__Texte source__
Dans la lignée de ces actions pédagogiques (mais nous n’aimons pas beaucoup ce mot), Sarkis institua le principe des « voyages-éclairs », décidés souvent du jour au lendemain, pour les destinations les plus variées, selon l’actualité des expositions. Bâle, Berne, Baden-Baden s’ajoutèrent ainsi aux voyages plus lointains, organisés ceux-ci (Vienne, Berlin, Madrid, Amsterdam…). Il faut aussi évoquer le « pèlerinage » annuel dédié au retable d’Issenheim. Chaque printemps, ou presque, nous allons « rendre visite à Grünewald ». Sarkis prétend qu’il aime venir en Alsace principalement à cause de ce chef-d’œuvre ! Face à ce monument, bien des étudiants sont bouleversés, et un regain de tonus est souvent perceptible dans les travaux qui sont réalisés après cette visite… A plus de quatre siècles de distance, Grünewald continue à envoyer son exceptionnelle énergie. Avec l’exposition « Situations – Mutations », ouverte en novembre 1981, un pas supplémentaire est franchi : des étudiants allaient avoir l’occasion de présenter, au sein de l’école, leurs travaux à coté de ceux d’artistes consacrés.

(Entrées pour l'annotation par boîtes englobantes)
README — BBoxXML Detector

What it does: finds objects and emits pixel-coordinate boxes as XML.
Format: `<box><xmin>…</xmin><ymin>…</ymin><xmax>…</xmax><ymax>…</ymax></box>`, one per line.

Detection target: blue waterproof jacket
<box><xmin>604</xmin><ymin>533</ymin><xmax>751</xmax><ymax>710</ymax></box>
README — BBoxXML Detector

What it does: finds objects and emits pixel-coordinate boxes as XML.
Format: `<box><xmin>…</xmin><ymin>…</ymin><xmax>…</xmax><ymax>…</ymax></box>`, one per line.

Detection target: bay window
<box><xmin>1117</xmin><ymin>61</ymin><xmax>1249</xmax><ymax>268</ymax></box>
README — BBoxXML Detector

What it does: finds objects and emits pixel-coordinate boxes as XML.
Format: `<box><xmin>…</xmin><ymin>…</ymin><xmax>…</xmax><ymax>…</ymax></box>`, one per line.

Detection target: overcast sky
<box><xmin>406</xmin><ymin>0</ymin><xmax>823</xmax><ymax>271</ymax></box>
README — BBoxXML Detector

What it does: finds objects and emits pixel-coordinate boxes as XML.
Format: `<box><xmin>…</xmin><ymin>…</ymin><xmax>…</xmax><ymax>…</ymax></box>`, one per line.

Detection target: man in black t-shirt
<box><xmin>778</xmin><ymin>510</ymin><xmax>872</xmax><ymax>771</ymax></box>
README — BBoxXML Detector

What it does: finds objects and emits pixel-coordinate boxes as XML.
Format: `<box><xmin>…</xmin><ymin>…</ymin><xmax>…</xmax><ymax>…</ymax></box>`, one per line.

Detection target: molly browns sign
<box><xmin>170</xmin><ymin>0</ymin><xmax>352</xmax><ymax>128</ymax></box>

__Détails du problème__
Reproduisez intégralement, sans aucune modification, le texte sur les voyages d'étude organisés par Sarkis. La liste est un matériau distinct du texte.

__Corrigé__
Dans la lignée de ces actions pédagogiques (mais nous n’aimons pas beaucoup ce mot), Sarkis institua le principe des « voyages-éclairs », décidés souvent du jour au lendemain, pour les destinations les plus variées, selon l’actualité des expositions. Bâle, Berne, Baden-Baden s’ajoutèrent ainsi aux voyages plus lointains, organisés ceux-ci (Vienne, Berlin, Madrid, Amsterdam…). Il faut aussi évoquer le « pèlerinage » annuel dédié au retable d’Issenheim. Chaque printemps, ou presque, nous allons « rendre visite à Grünewald ». Sarkis prétend qu’il aime venir en Alsace principalement à cause de ce chef-d’œuvre ! Face à ce monument, bien des étudiants sont bouleversés, et un regain de tonus est souvent perceptible dans les travaux qui sont réalisés après cette visite… A plus de quatre siècles de distance, Grünewald continue à envoyer son exceptionnelle énergie. Avec l’exposition « Situations – Mutations », ouverte en novembre 1981, un pas supplémentaire est franchi : des étudiants allaient avoir l’occasion de présenter, au sein de l’école, leurs travaux à coté de ceux d’artistes consacrés.